Aim of the exercise
Convert every line of the listing below into a numbered list, omitting any blank lines.

[Data extracted from a collection]
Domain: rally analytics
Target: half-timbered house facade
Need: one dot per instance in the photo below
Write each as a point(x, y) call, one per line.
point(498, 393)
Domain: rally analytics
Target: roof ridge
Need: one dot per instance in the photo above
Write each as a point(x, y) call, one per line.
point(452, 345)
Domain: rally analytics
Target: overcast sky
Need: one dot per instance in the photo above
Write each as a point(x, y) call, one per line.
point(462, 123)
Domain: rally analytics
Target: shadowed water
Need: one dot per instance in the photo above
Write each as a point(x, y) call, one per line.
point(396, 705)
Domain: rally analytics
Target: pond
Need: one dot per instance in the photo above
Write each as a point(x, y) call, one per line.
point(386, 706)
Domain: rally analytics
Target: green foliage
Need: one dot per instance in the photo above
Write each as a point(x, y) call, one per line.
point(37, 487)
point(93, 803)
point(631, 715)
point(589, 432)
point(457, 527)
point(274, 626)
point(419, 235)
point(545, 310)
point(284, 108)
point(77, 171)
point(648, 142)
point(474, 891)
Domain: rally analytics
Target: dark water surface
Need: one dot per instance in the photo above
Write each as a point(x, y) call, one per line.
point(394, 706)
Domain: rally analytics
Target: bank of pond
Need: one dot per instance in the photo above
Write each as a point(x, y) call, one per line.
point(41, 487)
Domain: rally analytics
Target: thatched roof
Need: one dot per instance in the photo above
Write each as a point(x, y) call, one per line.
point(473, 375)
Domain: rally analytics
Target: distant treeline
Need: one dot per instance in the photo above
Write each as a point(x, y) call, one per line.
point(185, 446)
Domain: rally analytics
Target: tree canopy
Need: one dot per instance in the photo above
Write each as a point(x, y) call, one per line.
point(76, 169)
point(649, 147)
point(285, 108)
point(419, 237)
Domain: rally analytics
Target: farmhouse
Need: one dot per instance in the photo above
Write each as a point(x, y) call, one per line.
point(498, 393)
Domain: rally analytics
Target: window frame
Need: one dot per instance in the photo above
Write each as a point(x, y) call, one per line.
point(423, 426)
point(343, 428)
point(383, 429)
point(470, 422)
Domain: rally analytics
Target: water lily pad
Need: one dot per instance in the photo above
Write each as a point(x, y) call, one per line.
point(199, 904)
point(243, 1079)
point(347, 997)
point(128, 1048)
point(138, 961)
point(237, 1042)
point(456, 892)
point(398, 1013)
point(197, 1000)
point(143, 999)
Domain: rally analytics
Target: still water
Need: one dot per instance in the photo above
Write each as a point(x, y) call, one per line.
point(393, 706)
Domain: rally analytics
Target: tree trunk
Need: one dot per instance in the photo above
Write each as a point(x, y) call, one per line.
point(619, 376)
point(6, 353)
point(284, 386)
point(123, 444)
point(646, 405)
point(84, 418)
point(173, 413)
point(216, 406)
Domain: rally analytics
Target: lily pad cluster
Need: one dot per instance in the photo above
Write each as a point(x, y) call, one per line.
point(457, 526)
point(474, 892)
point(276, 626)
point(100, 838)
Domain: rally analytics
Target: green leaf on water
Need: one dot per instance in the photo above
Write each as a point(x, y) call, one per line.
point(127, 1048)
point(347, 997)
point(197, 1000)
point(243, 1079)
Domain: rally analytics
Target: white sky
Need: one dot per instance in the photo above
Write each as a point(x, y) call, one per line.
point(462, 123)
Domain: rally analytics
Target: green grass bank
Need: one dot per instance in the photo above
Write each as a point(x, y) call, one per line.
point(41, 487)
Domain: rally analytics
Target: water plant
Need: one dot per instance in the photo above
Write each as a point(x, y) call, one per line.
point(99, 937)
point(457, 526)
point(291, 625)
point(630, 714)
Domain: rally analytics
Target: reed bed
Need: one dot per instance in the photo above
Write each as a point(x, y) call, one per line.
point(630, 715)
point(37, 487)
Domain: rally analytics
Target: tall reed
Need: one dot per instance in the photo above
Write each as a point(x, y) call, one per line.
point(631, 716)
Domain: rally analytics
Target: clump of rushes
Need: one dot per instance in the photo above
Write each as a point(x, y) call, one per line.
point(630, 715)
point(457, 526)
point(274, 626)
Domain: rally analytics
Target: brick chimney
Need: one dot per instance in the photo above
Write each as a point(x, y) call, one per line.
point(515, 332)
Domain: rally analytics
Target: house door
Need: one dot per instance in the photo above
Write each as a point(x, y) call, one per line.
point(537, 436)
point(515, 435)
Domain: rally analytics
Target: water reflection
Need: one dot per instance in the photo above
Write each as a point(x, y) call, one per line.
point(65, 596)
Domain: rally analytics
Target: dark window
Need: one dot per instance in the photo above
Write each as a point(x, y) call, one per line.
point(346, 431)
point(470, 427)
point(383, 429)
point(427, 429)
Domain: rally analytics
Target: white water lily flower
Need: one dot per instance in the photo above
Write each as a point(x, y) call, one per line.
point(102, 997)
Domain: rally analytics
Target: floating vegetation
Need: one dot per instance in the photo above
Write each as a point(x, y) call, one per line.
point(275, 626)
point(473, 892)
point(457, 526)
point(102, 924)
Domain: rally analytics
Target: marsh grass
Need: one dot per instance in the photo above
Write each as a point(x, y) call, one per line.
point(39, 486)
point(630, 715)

Answer to this exercise
1. Domain: rally analytics
2. Target: half-timbered house facade
3. Need: one dot per instance in the photo below
4. Write each as a point(x, y) call, one per line.
5. point(498, 393)
6. Domain: rally analytics
7. Target: roof ridge
8. Need: one dot per instance in the photo above
9. Write each as a point(x, y) call, one per line.
10. point(452, 345)
11. Domain: rally analytics
12. Target: overcast sky
13. Need: one dot per instance in the photo above
14. Write each as a point(x, y) call, one per line.
15. point(462, 123)
16. Domain: rally analytics
17. Target: shadowed water
18. Need: one dot per instance in the photo above
19. Write each as a point(x, y) call, one per line.
20. point(396, 705)
21. Domain: rally analytics
22. Target: pond
23. Need: one dot per instance in the photo above
24. Write each as a point(x, y) call, one per line.
25. point(386, 706)
26. Domain: rally analytics
27. Target: green foliage
28. Need: one dot per instance in the photo above
29. Write each as a point(x, y) call, one per line.
30. point(37, 487)
31. point(93, 803)
32. point(631, 715)
33. point(589, 432)
34. point(457, 527)
35. point(274, 626)
36. point(419, 235)
37. point(545, 310)
38. point(284, 108)
39. point(77, 171)
40. point(648, 142)
41. point(474, 891)
42. Domain: rally analytics
43. Target: dark water surface
44. Need: one dot per instance in the photo above
45. Write each as a point(x, y) call, one per line.
46. point(394, 706)
47. Domain: rally analytics
48. Target: bank of pond
49. Need: one dot per instance in the photo above
50. Write each as a point(x, y) call, one per line.
51. point(41, 487)
52. Domain: rally analytics
53. Target: thatched roof
54. Need: one dot per instance in the photo above
55. Write each as a point(x, y) call, one per line.
56. point(473, 375)
57. Domain: rally analytics
58. Target: distant treeline
59. Need: one dot per instance in the photo above
60. Write each as a point(x, y) call, one per line.
61. point(185, 446)
62. Domain: rally analytics
63. Target: tree canopy
64. Need: one dot per instance in the photo above
65. Write each as a point(x, y) call, one per line.
66. point(76, 169)
67. point(649, 147)
68. point(285, 108)
69. point(419, 237)
70. Domain: rally analytics
71. Target: farmhouse
72. Need: one dot per instance in the photo above
73. Write each as a point(x, y) call, one per line.
74. point(498, 393)
75. Domain: rally analytics
76. Target: window frame
77. Need: one dot per instance in the photo above
78. Write each as a point(x, y) call, one per line.
79. point(423, 426)
80. point(343, 428)
81. point(383, 429)
82. point(470, 422)
83. Domain: rally analytics
84. Target: water lily pad
85. Need: one dot per instance in the photo above
86. Write each as a point(x, y) call, one per line.
87. point(199, 904)
88. point(243, 1079)
89. point(347, 997)
90. point(128, 1048)
91. point(138, 961)
92. point(237, 1042)
93. point(456, 892)
94. point(398, 1013)
95. point(197, 1000)
96. point(143, 999)
97. Domain: rally analytics
98. Target: still water
99. Need: one dot per instance in the photo above
100. Write each as a point(x, y) call, one per line.
101. point(393, 706)
102. Domain: rally analytics
103. Target: tree trunk
104. Need: one dot per instance in the photo above
105. Write each as a point(x, y) call, one per line.
106. point(619, 376)
107. point(6, 353)
108. point(284, 386)
109. point(123, 444)
110. point(646, 405)
111. point(84, 418)
112. point(173, 413)
113. point(216, 406)
114. Domain: rally analytics
115. Target: lily pad cluster
116. Need: one dot per instance in the photo above
117. Write each as a point(x, y) call, one per line.
118. point(457, 526)
119. point(474, 892)
120. point(276, 626)
121. point(100, 838)
122. Domain: rally analytics
123. Target: green leaf on water
124. Need: one dot per instance in the photo above
125. Write each as a point(x, y) call, one per line.
126. point(127, 1048)
127. point(347, 997)
128. point(197, 1000)
129. point(243, 1079)
130. Domain: rally analytics
131. Target: white sky
132. Need: one dot per instance in the photo above
133. Write each as a point(x, y) call, one per line.
134. point(462, 123)
135. Domain: rally analytics
136. Target: green grass bank
137. Need: one dot per instance in the photo above
138. Write each as a point(x, y) call, one per line.
139. point(41, 487)
140. Domain: rally analytics
141. Target: water plant
142. Need: one dot per instance in the photo above
143. Write each as a point(x, y) call, one per line.
144. point(99, 937)
145. point(457, 526)
146. point(291, 625)
147. point(630, 714)
148. Domain: rally analytics
149. Target: reed bed
150. Need: one dot per instance in the photo above
151. Write each as a point(x, y) call, one per line.
152. point(630, 715)
153. point(37, 487)
154. Domain: rally analytics
155. Target: tall reed
156. Need: one dot per instance in the photo above
157. Write each as a point(x, y) call, one per line.
158. point(631, 716)
159. Domain: rally analytics
160. Target: clump of rushes
161. Need: one dot per instance in the photo above
162. Write each as a point(x, y) call, one per line.
163. point(630, 715)
164. point(457, 526)
165. point(274, 626)
166. Domain: rally analytics
167. Target: brick chimney
168. Need: one dot per instance in the photo above
169. Write each as a point(x, y) call, one per line.
170. point(515, 332)
171. Domain: rally analytics
172. Target: house door
173. Need: one dot per instance in the photo above
174. Write each as a point(x, y) call, one per line.
175. point(537, 436)
176. point(515, 435)
177. Domain: rally analytics
178. Target: water reflection
179. Need: one dot per instance in the photo above
180. Write each as a point(x, y) call, one per line.
181. point(65, 596)
182. Domain: rally analytics
183. Target: dark window
184. Need: one dot per instance in the photo above
185. Write each as a point(x, y) call, one per line.
186. point(346, 431)
187. point(470, 427)
188. point(383, 429)
189. point(427, 429)
190. Domain: rally analytics
191. Target: white water lily flower
192. Need: one dot per instance in the photo above
193. Write each as a point(x, y) call, one per line.
194. point(102, 997)
195. Domain: rally analytics
196. Target: floating vegetation
197. Need: one dot per instance in the photo above
198. Write each as a point(x, y) call, one per line.
199. point(275, 626)
200. point(473, 892)
201. point(457, 526)
202. point(102, 924)
203. Domain: rally analytics
204. Target: marsh grass
205. Need: one dot per instance in the photo above
206. Write each as a point(x, y) call, one per line.
207. point(39, 486)
208. point(630, 715)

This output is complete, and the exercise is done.